EXERCISE PROMPT:
Please print the records below word for word, leaving out the pictures.

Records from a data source
<<<<

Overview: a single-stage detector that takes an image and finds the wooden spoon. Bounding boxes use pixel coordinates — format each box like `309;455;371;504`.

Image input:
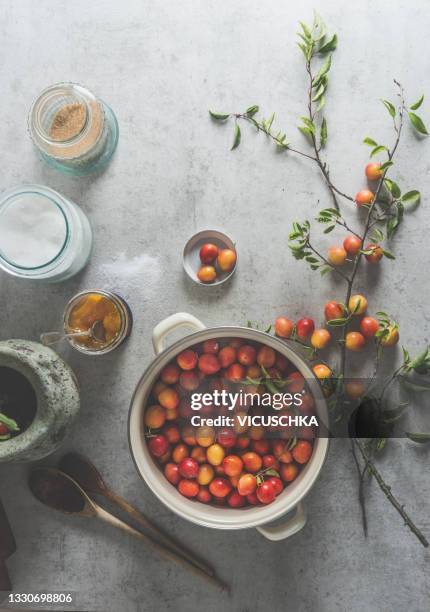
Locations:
58;453;215;576
28;468;228;591
0;499;16;592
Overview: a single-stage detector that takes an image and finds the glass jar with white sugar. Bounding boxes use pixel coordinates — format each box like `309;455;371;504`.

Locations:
0;185;92;282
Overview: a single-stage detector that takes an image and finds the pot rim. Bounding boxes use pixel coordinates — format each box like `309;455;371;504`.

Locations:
127;326;329;529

>>>>

FINAL RESULT:
Overview: a single-stage detector that takes an image and finds the wooden spoon. Bounding boxes use pixel coordinates — format each box like `309;455;371;504`.

Image input:
Locations:
58;453;215;576
28;468;228;591
0;499;16;592
Overview: a single-stage detector that takes an image and finds the glass jar with white sugar. Bounding boxes use pixel coordinates — format each box like `309;455;371;504`.

Locations:
0;185;92;282
Overview: a single-stage detector that takes an image and finds the pot rim. Bounding boxes use pixel coordinates — format each box like `309;455;371;504`.

Locations:
127;326;329;529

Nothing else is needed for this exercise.